- [Extracted data entries]
----------------------------------------

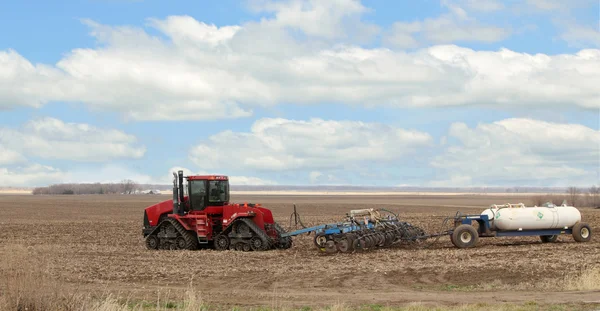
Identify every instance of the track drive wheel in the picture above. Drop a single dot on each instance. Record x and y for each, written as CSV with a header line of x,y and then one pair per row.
x,y
582,232
465,236
548,238
344,245
180,243
221,242
152,242
257,244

----------------------------------------

- [TASK BRIEF]
Render every line of the records above as a Markdown table with the columns Row and Text, numbering each row and skipping blank lines. Omit the pictures from the table.

- [ANSWER FOR THE TASK]
| Row | Text |
|---|---|
| 1 | Identify every instance of the track drive wheel in the picture above. Drop a single dot on each instance. Record x and y for each, written as CSV with a header line of x,y and then one pair per row. |
| 2 | x,y |
| 3 | 582,232 |
| 4 | 465,236 |
| 5 | 548,238 |
| 6 | 344,245 |
| 7 | 180,243 |
| 8 | 221,242 |
| 9 | 152,242 |
| 10 | 257,244 |